WRITTEN INSTRUCTION A:
In the model train wiring thread, how many switches does the layout have?
WRITTEN INSTRUCTION B:
Write the next reply in the model train wiring thread, picking up after its final post.

SELECTED EXTRACT:
::::
Im trying to setup a new layout using fastrack.  I'm new to O gauge and found most things easy tunderstand until now.  I have 15switches and decided I wanted to run them from a separate power source.  I removed the jumpers and wired each switch to power and ground. When I try to run a train there is an immediate jump in amps (off my meter scan of 10 amps) and nothing happens.  How do I trouble shoot this?

 

I have looked under the table and confirmed that the wires are correct (ground vs. power)

Specifically, what trainsformers are you using for main power and power to the switch?

 

If either of them is a CW-80, please provide the date of manufacture. Is it a 4-digit numeric, or a 5-digit alpha-numeric?

Originally Posted by tabkld93:

I'musing an MRC AH601. It has dual power and an independent fixed voltage output.  Rated at 270 watts.

 

It sounds like you have created a dead short-circuit or some other kind of serious overload somehow. My only advice would be to try two straight sections of track and one switch, and see whether you can make that work. I have no experience with your MRC transformer. Sorry.

 

Anybody else?

Originally Posted by tabkld93:

The MRC is similar to a ZW.  There is a short, but I don't know how to find it.
::::
SUPPLIED ENTRIES:
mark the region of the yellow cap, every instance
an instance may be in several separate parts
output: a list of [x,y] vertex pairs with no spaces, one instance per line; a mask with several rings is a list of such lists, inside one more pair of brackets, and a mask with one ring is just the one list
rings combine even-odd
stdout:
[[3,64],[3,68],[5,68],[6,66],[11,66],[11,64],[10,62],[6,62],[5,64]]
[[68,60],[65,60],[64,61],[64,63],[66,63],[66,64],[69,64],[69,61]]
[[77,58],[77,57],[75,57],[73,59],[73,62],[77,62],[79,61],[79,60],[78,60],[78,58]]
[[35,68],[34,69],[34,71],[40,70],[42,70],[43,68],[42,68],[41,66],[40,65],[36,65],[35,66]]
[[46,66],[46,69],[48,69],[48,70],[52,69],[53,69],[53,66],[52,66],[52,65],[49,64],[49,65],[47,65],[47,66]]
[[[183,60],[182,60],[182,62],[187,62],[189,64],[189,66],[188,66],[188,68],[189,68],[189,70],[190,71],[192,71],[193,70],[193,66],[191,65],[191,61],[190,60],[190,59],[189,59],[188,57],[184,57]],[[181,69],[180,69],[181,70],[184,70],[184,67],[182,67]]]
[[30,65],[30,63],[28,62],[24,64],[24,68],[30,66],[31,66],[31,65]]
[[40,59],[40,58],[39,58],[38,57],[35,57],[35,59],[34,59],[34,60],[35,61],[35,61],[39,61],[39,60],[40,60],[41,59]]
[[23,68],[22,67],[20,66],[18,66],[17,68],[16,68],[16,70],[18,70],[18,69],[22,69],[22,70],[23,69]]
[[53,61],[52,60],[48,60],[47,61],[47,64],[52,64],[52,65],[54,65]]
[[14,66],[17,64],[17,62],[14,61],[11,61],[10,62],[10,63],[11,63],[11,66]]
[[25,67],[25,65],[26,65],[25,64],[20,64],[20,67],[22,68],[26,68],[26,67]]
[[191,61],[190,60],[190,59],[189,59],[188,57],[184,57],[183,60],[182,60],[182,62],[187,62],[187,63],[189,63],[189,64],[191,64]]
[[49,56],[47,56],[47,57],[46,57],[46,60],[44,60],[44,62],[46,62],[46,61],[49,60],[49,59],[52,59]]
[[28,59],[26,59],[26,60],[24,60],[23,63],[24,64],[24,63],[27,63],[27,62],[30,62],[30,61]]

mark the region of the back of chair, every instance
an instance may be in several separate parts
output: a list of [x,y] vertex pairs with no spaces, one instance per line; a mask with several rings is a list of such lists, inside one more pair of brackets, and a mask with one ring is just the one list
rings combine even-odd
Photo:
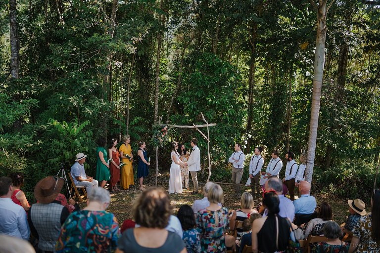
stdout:
[[243,253],[252,253],[253,252],[252,250],[252,246],[248,246],[248,245],[245,245],[244,249],[243,249]]
[[312,219],[316,218],[317,214],[316,212],[309,214],[296,213],[294,215],[294,221],[293,223],[297,226],[300,226],[302,224],[308,222]]
[[241,229],[243,228],[243,222],[242,220],[237,220],[235,222],[235,228],[234,229],[234,233],[233,234],[233,235],[235,238],[235,240],[238,237],[238,229]]
[[307,252],[308,253],[310,253],[310,244],[311,243],[319,243],[320,242],[328,242],[329,240],[329,238],[328,238],[326,236],[313,236],[311,235],[309,235],[309,237],[307,238],[306,242],[305,243],[305,245],[303,246],[303,252],[305,253]]

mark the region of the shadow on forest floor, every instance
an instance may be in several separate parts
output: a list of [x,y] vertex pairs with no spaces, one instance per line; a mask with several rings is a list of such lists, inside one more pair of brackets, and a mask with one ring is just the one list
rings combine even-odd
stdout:
[[[188,204],[191,206],[195,200],[203,197],[203,187],[204,185],[201,182],[199,182],[199,183],[200,194],[197,195],[190,194],[192,190],[193,185],[191,177],[189,180],[190,190],[184,189],[184,192],[182,194],[170,194],[172,205],[174,206],[173,213],[175,214],[177,213],[179,207],[182,205]],[[144,185],[145,187],[148,187],[154,185],[154,176],[149,176],[146,180],[144,180]],[[169,173],[160,174],[158,178],[157,186],[167,189],[168,185]],[[229,210],[237,210],[239,208],[240,199],[238,199],[234,196],[234,190],[232,186],[225,184],[221,185],[224,192],[224,204],[223,206],[228,208]],[[125,190],[122,190],[120,192],[111,193],[111,203],[107,211],[113,213],[116,215],[120,225],[125,219],[132,218],[131,211],[133,201],[141,192],[139,188],[138,181],[135,180],[135,185],[131,186],[129,189]],[[250,188],[248,187],[242,186],[242,192],[243,190],[250,192]],[[332,206],[333,220],[336,221],[339,225],[345,222],[347,215],[348,214],[348,205],[347,203],[347,200],[328,194],[316,194],[314,193],[312,194],[312,195],[317,199],[317,203],[320,203],[322,201],[326,201]],[[287,196],[287,197],[289,196]],[[255,206],[258,204],[257,201],[255,202]],[[367,211],[369,211],[369,209],[368,206],[366,206],[366,210]]]

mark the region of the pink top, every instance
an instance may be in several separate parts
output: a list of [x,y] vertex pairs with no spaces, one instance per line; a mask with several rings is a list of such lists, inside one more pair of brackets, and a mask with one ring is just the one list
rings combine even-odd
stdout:
[[[22,192],[22,191],[21,191],[19,189],[18,189],[17,190],[15,190],[14,191],[13,191],[13,194],[12,194],[12,197],[10,197],[10,198],[12,199],[12,200],[13,201],[13,202],[14,202],[15,203],[16,203],[16,204],[17,204],[17,205],[18,205],[19,206],[21,206],[21,203],[16,197],[16,195],[17,195],[17,193],[18,193],[20,192]],[[28,202],[28,205],[29,205],[29,202]],[[30,205],[29,205],[29,206],[30,206]]]

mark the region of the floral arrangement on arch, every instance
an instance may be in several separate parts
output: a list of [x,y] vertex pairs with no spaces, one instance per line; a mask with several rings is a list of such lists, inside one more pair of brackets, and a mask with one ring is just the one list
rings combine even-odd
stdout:
[[167,141],[168,126],[156,124],[153,126],[153,132],[150,144],[154,147],[162,147]]

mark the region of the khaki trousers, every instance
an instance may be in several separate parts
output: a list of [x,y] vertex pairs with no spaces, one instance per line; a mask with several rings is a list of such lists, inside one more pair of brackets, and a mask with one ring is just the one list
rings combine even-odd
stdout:
[[290,200],[294,200],[294,187],[295,187],[295,178],[287,180],[284,182],[284,184],[287,187],[289,195],[290,195]]
[[251,178],[251,194],[254,199],[255,195],[257,197],[260,197],[260,179],[261,178],[261,172],[259,172],[253,178]]
[[240,194],[240,181],[241,181],[241,177],[243,176],[243,169],[233,167],[231,171],[232,182],[234,183],[235,191],[237,194]]
[[198,191],[198,179],[196,178],[196,172],[190,171],[190,174],[191,174],[191,180],[194,184],[194,191],[195,192]]

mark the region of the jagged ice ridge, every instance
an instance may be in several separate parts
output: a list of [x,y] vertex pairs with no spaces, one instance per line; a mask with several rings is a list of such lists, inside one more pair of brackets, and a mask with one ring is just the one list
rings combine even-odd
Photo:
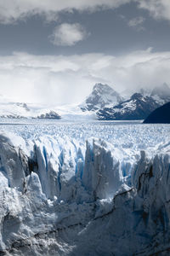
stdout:
[[[163,255],[169,250],[168,125],[3,129],[2,255]],[[96,138],[89,136],[94,132]]]

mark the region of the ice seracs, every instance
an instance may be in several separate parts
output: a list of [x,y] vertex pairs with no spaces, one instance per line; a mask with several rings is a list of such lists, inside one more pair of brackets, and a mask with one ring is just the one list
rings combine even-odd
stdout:
[[1,254],[168,253],[170,143],[65,138],[0,135]]

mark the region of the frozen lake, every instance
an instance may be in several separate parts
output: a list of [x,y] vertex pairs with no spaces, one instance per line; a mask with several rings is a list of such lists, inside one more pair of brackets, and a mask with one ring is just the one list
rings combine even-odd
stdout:
[[40,137],[65,138],[84,143],[92,137],[104,139],[119,148],[135,151],[170,142],[170,125],[144,125],[140,121],[63,121],[37,119],[0,119],[1,131],[9,131],[26,141]]

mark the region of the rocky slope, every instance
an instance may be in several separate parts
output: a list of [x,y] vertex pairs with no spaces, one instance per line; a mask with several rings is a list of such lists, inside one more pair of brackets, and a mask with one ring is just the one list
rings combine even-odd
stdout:
[[144,121],[145,124],[170,124],[170,102],[156,108]]
[[79,107],[82,111],[96,111],[109,105],[116,105],[122,102],[123,98],[107,84],[96,84],[92,93]]
[[99,120],[144,119],[159,106],[152,97],[135,93],[129,100],[113,108],[104,108],[96,114]]

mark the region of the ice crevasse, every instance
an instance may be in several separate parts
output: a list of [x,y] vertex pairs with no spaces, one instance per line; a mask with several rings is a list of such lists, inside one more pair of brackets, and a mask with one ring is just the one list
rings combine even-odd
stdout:
[[167,255],[169,172],[170,143],[1,134],[0,255]]

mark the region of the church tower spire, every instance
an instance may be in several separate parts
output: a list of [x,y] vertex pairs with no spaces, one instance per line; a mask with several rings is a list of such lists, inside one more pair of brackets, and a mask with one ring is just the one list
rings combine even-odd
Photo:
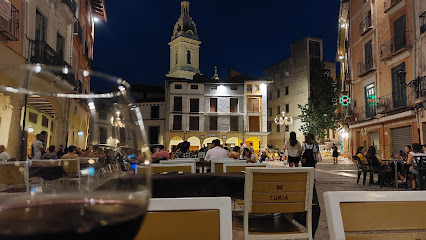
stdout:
::::
EXPECTED OUTPUT A:
15

EXPECTED OUTPUT B:
The switches work perfect.  Not very exciting without a train running through them 

Agreed. The most efficient way of isolating a short in the track seems to consider a simple oval -- merely as an example. Divide the oval into two halves by separating two sections of track at each end. If one half of the oval works and the other doesn't, you have learned something. Take the non-working half and separate it again into two halves. Repeat test, etc., until you've found it. I'm the first to admit that it is not easy to do with large, complicated layouts, especially when screwed down, but the principle is sound and it's better than simply going section to section and trying each piece in turn.

 

Are you absolutely certain that you haven't got the wires connected power to power, or power directly to ground? With the early models of the CW-80, (Not the "G" versions) this was extremely easy to do.

 

At the early stages of my trouble-shooting, I use an old postwar illuminated caboose which I push along the track by hand to check for faults.

 

 I'd be interested in how this turns out. Good luck.

Last edited by wolverine

Your "common" grounds are at different potentials or you have mistakenly, somewhere, switched power and ground.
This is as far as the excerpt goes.